■ **Task item**: Set down exactly the lines of the listing below that begin at the one containing "Each instance of the shrub" and end at the last line, both included.

■ **Excerpted records**:
··········
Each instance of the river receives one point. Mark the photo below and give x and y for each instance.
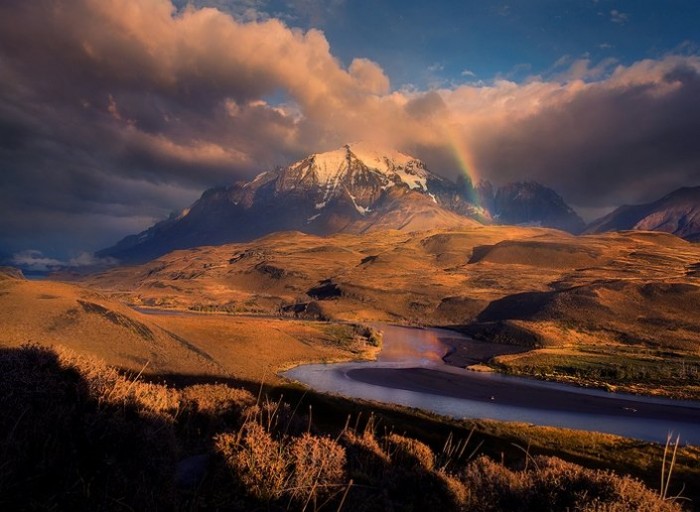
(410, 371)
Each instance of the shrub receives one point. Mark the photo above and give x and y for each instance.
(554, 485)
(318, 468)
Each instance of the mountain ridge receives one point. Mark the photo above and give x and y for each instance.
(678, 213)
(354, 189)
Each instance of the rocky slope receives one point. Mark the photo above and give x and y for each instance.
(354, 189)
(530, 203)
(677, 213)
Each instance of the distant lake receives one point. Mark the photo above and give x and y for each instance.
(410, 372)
··········
■ **Answer space**:
Each instance of the shrub receives one point. Mark the photo above and give x and y for each instance.
(554, 485)
(318, 468)
Each instance of the mountain ridge receives one point. Mark the photo above and give x and y for each instance.
(678, 213)
(354, 189)
Each instance of the rocky slope receives one point. Mark the photo above and give x and y for each instance.
(354, 189)
(530, 203)
(677, 213)
Each instance of the distant lake receives one point. Mark the photo above and give x and y for each instance.
(410, 372)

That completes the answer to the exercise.